Reading text start

Under this condition, equation (9) will become:

(10) $\begin{equation*} \left(\frac{d\phi}{dr}\right)_{max}=|\overrightarrow{\nabla~} \phi | \nonumber \end{equation*}$

(11) $\begin{equation*} \boxed{ |\overrightarrow{\nabla~} \phi |=\left(\frac{d\phi}{dr}\right)_{max}} \end{equation*}$

From equation (11), we can write the physical significance of gradient of a scalar field as follows:
“The magnitude of gradient of scalar field at a point is equal to the maximum rate of change of field with respect to the position.”
The only task remaining is to find the direction of gradient; as the equation (11) only gives its magnitude. To accomplish this, we turn our attention to the Fig. 1. Note that the direction of $\overrightarrow{dr~}$ is along the path AP. P is arbitrary point on the isosurface $S_{2}$ . Therefore, AP represents all possible displacements from point A on isosurface $S_{1}$ to all points on the isosurface $S_{2}$ . A few paths from $S_{1}$ to $S_{2}$ are shown in Fig. 1, like paths AB, AC and AD.

Reading text end
Data lines start

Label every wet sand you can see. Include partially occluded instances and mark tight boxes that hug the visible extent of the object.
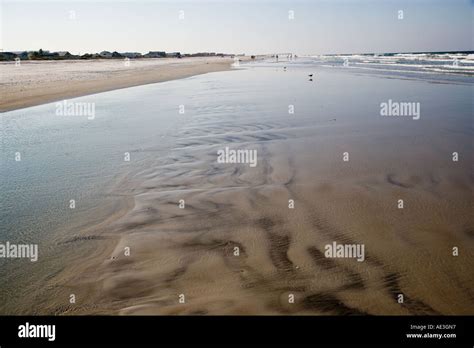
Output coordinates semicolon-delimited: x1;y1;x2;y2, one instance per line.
1;64;474;315
0;58;233;112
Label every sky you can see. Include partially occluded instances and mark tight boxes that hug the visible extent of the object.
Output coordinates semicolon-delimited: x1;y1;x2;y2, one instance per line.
0;0;474;55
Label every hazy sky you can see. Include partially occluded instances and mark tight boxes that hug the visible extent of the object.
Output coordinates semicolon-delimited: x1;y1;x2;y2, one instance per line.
0;0;474;54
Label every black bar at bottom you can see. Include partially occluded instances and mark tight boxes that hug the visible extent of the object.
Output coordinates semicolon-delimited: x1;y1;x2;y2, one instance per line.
0;316;474;348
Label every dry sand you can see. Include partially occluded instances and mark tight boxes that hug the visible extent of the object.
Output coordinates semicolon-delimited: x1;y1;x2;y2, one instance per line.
0;58;233;112
1;59;474;315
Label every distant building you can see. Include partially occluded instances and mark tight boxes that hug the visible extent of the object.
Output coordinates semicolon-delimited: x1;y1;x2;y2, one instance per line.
120;52;142;58
0;52;18;60
99;51;112;58
144;51;166;58
166;52;181;58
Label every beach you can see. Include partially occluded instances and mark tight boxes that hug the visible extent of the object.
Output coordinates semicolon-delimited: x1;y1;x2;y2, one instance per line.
0;58;233;112
0;60;474;315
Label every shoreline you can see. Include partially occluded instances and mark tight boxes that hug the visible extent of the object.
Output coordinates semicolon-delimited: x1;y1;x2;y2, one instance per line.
0;58;233;113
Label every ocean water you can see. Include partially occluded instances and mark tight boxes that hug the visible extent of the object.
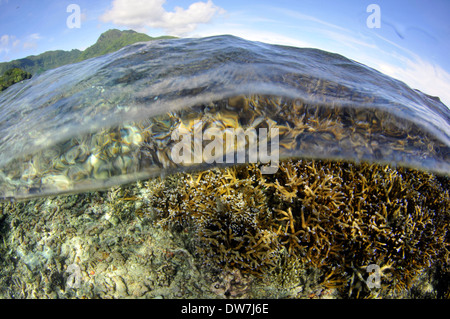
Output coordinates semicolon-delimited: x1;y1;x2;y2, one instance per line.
0;36;450;199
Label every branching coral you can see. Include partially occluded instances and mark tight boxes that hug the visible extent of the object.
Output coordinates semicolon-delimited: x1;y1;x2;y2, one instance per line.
149;160;450;297
264;161;450;297
148;168;279;273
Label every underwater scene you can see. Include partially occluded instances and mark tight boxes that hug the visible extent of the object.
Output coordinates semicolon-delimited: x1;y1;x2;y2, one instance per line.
0;35;450;299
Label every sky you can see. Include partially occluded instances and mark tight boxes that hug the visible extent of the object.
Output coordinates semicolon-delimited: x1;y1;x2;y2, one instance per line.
0;0;450;107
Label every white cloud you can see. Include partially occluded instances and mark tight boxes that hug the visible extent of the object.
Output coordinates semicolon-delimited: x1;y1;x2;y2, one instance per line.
0;34;12;53
100;0;224;36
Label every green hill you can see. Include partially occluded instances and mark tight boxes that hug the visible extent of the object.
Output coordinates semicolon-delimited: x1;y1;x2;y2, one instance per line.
78;29;174;61
0;68;31;92
0;29;175;75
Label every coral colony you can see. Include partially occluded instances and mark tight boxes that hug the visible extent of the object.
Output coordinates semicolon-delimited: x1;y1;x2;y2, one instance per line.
150;160;450;297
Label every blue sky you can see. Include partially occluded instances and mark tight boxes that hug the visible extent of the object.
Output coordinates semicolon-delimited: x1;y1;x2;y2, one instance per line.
0;0;450;106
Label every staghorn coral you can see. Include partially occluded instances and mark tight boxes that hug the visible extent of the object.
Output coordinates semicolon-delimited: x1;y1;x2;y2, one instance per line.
149;160;450;298
264;161;450;297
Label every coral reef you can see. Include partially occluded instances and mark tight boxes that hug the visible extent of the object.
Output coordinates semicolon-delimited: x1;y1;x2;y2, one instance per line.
150;166;279;274
149;160;450;297
0;159;450;298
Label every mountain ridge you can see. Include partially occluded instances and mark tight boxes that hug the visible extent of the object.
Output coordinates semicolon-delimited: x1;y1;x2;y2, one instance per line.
0;29;176;75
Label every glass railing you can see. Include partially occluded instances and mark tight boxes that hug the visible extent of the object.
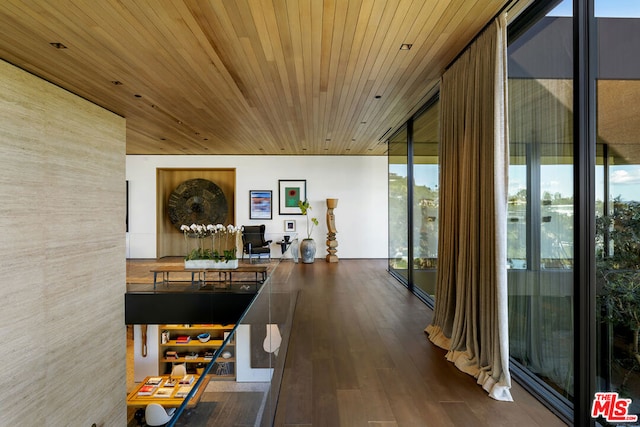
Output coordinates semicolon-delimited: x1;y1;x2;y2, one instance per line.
167;262;295;427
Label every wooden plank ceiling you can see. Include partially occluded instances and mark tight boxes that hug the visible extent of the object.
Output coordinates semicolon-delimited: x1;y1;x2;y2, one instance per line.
0;0;506;155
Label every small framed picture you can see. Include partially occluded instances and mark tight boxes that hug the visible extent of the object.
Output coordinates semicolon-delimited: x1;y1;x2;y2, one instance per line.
249;190;272;219
278;179;307;215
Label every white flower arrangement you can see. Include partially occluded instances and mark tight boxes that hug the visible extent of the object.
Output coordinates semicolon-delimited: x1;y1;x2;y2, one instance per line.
180;224;244;261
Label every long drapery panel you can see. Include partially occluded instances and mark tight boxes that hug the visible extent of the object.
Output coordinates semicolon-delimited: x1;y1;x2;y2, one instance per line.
425;15;512;401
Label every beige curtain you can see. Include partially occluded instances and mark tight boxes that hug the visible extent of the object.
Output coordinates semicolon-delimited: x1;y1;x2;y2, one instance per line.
426;15;512;401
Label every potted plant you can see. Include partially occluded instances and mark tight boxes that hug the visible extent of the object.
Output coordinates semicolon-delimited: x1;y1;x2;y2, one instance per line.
596;197;640;396
298;200;318;264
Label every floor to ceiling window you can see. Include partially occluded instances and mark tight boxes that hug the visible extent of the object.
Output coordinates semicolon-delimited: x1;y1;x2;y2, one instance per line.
387;128;409;280
412;100;440;298
595;0;640;422
389;0;640;425
507;1;574;414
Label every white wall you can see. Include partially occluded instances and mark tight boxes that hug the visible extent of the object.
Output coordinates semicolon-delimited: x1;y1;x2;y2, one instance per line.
126;156;388;258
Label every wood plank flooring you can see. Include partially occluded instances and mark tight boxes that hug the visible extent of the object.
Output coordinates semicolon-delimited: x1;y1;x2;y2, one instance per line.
128;260;564;427
273;260;565;427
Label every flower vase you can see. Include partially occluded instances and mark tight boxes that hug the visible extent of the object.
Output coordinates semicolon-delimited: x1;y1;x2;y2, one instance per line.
300;239;316;264
291;239;300;264
184;259;238;270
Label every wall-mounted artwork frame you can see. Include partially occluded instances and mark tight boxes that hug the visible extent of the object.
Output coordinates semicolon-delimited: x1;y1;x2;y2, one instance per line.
278;179;307;215
249;190;273;219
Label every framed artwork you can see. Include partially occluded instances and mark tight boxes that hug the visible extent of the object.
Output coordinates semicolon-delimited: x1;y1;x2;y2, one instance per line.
249;190;273;219
278;179;307;215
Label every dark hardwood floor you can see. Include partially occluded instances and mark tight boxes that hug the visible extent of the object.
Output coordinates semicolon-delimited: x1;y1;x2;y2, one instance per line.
272;260;565;427
127;259;565;427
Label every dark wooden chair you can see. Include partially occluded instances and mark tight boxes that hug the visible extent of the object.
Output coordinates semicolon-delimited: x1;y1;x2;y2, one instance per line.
242;224;271;262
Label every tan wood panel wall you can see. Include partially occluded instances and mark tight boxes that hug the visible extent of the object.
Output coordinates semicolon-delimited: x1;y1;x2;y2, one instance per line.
0;61;126;426
156;168;236;258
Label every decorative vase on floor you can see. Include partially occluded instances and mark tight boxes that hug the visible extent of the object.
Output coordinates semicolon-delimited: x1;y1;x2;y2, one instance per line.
300;239;316;264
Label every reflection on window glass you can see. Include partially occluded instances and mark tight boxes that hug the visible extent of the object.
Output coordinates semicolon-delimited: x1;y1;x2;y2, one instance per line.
507;1;574;402
413;102;440;298
595;0;640;414
388;129;409;280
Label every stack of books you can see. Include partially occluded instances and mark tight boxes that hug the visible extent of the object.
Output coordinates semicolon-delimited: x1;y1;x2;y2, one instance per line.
180;374;195;385
138;384;158;396
153;387;174;397
176;386;191;397
176;335;191;344
138;377;162;396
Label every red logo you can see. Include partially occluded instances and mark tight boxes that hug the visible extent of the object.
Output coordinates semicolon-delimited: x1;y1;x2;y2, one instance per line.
591;391;638;423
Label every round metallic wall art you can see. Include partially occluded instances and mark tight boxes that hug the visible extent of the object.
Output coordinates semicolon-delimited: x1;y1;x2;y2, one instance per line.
167;178;229;230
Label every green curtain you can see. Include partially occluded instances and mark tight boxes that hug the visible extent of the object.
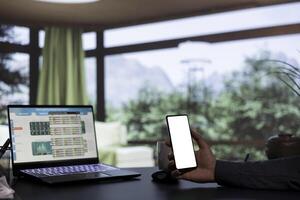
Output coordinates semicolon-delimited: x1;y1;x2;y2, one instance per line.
37;27;88;105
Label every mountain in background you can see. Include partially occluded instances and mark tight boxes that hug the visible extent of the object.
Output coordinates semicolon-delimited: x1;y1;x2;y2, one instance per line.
105;56;174;107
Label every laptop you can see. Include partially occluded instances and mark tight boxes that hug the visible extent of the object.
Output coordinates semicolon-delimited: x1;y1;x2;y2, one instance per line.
7;105;140;184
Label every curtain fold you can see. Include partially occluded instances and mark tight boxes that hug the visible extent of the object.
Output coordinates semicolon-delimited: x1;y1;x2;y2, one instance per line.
37;27;88;105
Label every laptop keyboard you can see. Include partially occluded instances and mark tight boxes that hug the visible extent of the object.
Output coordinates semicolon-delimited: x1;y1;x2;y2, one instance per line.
21;164;118;177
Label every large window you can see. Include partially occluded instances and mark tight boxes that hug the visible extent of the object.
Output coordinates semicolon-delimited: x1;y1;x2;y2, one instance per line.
104;3;300;47
105;3;300;159
0;25;29;124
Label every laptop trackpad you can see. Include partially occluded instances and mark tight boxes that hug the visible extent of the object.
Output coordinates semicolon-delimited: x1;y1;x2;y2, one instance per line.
41;172;110;183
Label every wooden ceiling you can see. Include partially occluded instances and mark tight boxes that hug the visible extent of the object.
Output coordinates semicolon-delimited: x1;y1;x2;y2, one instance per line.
0;0;295;28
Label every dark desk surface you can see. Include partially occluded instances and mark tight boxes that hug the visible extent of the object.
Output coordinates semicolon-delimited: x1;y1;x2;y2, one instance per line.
13;168;300;200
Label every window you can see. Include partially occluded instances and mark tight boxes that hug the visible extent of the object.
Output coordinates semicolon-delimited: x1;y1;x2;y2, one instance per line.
105;34;300;159
104;3;300;47
0;25;29;45
0;53;29;124
82;32;97;50
84;57;97;106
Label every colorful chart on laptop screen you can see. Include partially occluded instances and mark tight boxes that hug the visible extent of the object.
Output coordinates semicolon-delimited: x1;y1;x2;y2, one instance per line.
9;107;97;163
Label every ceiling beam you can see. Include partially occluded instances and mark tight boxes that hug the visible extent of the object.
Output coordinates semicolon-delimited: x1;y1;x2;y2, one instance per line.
102;24;300;55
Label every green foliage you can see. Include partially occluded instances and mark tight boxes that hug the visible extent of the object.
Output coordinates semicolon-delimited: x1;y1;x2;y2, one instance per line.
109;50;300;159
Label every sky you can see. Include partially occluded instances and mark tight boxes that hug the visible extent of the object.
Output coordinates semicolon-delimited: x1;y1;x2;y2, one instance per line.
104;3;300;85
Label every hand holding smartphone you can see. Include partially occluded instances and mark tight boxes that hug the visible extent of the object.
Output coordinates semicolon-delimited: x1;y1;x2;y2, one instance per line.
166;115;197;170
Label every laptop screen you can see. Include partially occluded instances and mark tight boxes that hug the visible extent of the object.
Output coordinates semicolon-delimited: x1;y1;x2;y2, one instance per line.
8;106;97;163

Data lines end

- Exercise requirements
Write the next part of the passage on the gradient of a scalar field, picking up right after its final sentence.

- Response for this exercise
It is clear that along all these paths, the starting point is on isosurface $S_{1}$ and end point is on isosurface $S_{2}$ . Therefore, change in the field $\phi$ along all these paths is essentially $d\phi$ , however, the path lengths or magnitude of displacements ( $dr$ ) along these paths are not same. It means that, for the rate expression $\frac{d\phi}{dr}$ the value of numerator is same, but the value of denominator is different along all these paths. Therefore, the rate $\frac{d\phi}{dr}$ will be maximum along the shortest path (because denominator $dr$ will be minimum). But it is clear that the shortest path is AB and the displacement $\overrightarrow{AB~}$ is along the normal to the isosurface $S_{1}$ .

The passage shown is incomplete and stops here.